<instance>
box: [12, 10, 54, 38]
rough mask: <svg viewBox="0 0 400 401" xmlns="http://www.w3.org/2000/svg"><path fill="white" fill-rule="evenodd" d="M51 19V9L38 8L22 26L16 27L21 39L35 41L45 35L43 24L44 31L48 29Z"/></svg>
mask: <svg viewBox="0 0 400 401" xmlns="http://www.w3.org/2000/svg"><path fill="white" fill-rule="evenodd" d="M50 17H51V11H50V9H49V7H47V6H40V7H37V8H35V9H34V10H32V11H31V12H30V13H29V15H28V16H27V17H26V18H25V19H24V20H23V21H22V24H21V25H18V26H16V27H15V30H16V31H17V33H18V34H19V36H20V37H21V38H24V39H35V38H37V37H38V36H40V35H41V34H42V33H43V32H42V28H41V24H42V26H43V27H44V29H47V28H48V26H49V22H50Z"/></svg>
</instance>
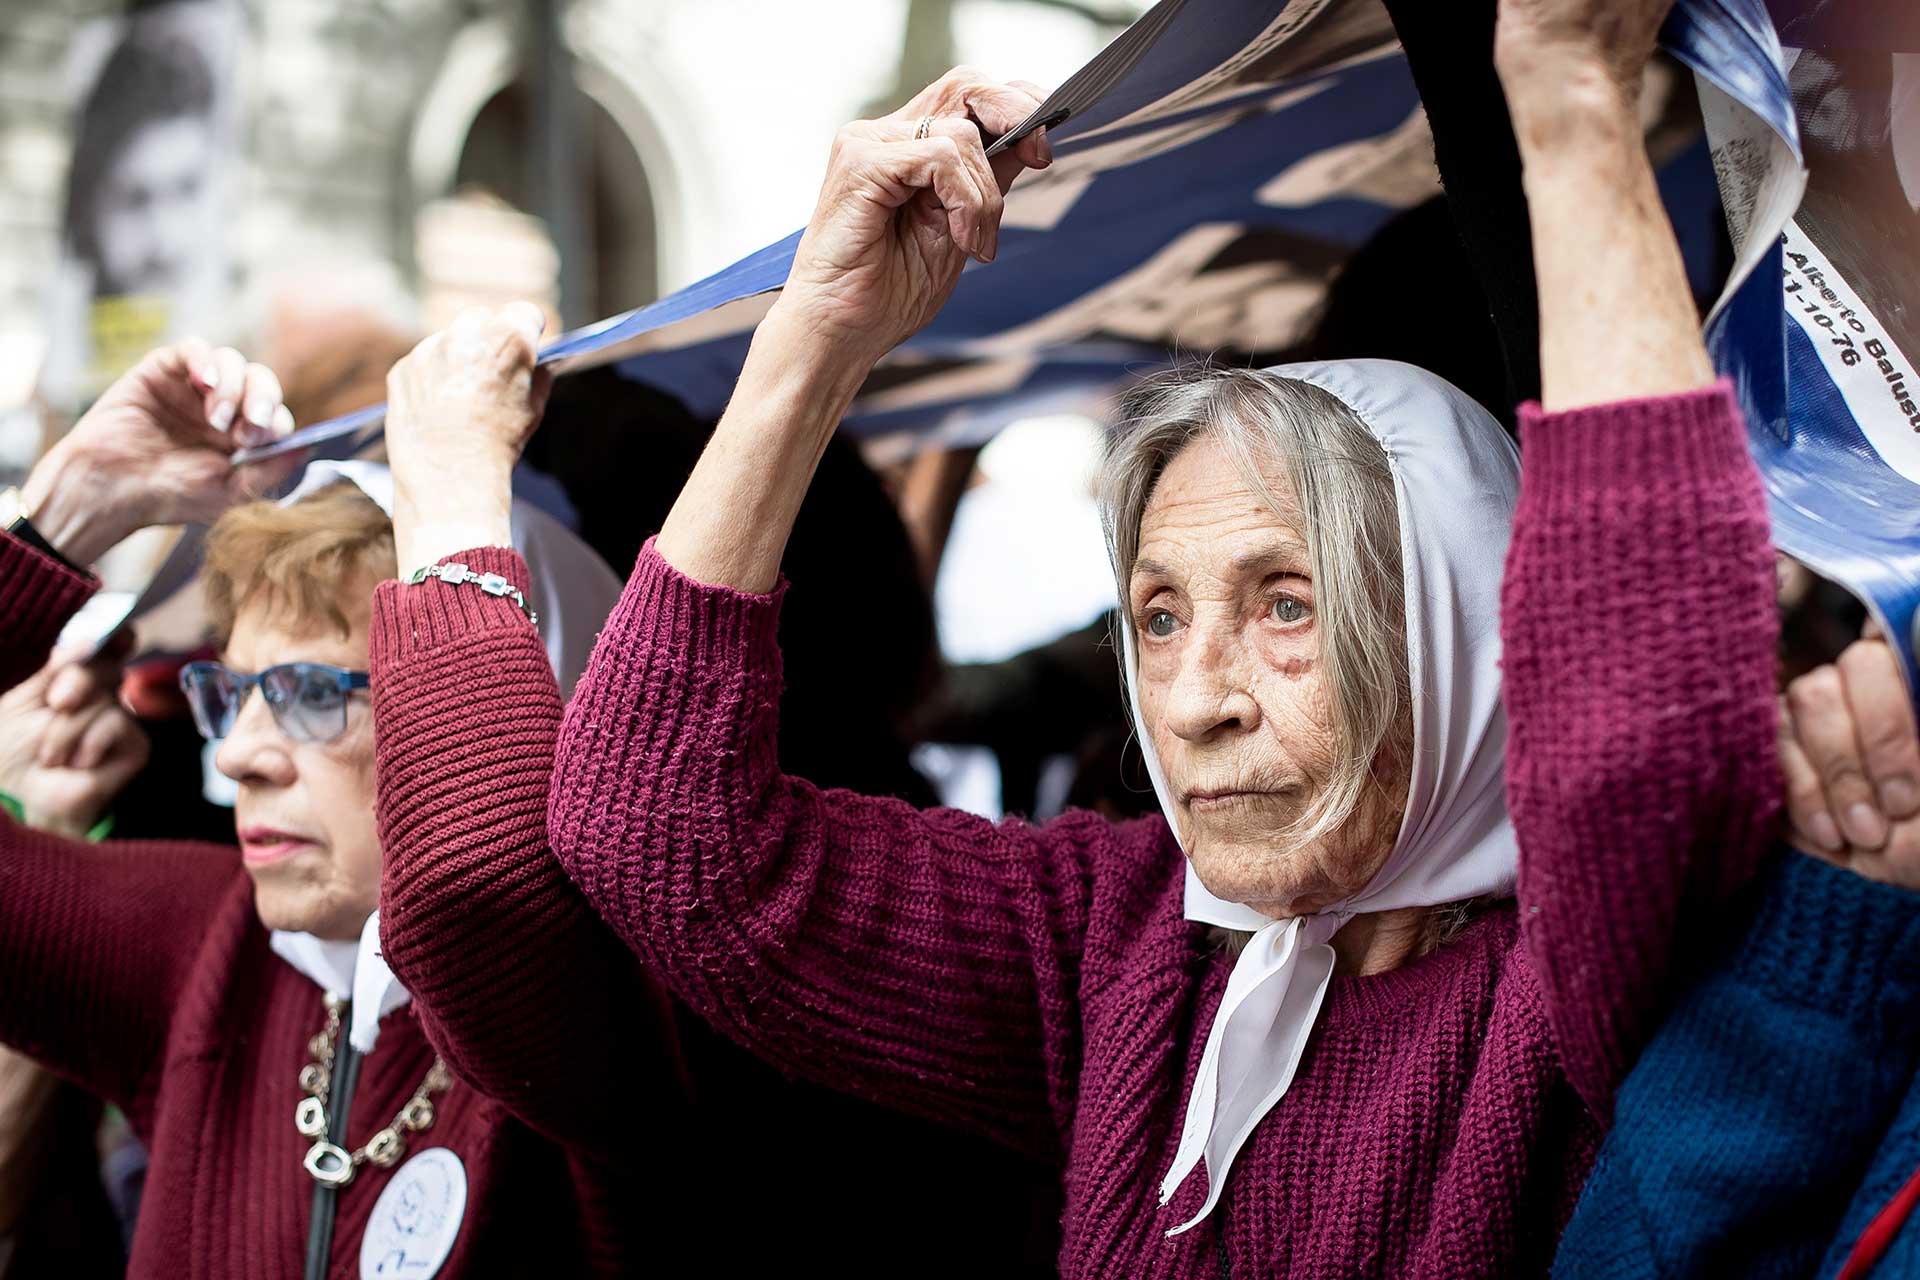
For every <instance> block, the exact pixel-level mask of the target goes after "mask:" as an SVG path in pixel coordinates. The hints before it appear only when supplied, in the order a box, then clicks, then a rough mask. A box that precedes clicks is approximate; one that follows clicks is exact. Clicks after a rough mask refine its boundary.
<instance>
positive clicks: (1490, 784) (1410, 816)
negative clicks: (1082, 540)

____

▶ _YOUR ASSIGNMENT_
Copy out every line above without change, dropping the pictures.

▶ _ANSWER FOR THE TASK_
<instance>
box: [12, 10, 54, 38]
rough mask: <svg viewBox="0 0 400 401" xmlns="http://www.w3.org/2000/svg"><path fill="white" fill-rule="evenodd" d="M51 19V9L38 8L22 26L16 27L21 39L35 41L45 35L43 24L44 31L48 29Z"/></svg>
mask: <svg viewBox="0 0 400 401" xmlns="http://www.w3.org/2000/svg"><path fill="white" fill-rule="evenodd" d="M50 17H51V11H50V9H49V7H47V6H40V7H37V8H35V9H34V10H32V11H31V12H30V13H29V15H28V16H27V17H26V18H25V19H24V20H23V21H22V24H21V25H18V26H16V27H15V30H16V31H17V33H18V34H19V36H20V37H21V38H24V39H35V38H37V37H38V36H40V35H41V34H42V33H43V32H42V28H41V24H42V26H43V27H44V29H47V28H48V26H49V22H50Z"/></svg>
</instance>
For every <instance> block, the exact pixel-level mask of the target goes after "mask:" as an SVG path in pixel coordinates. The hints before it appear only when supplied, in the order a box, then clicks, then a rough mask. A box that precedes clicks is approximate; one that follows clicks is exact. Clicks after a rough mask refine its boundary.
<instance>
positive clicks: (1490, 784) (1410, 816)
negative clicks: (1082, 540)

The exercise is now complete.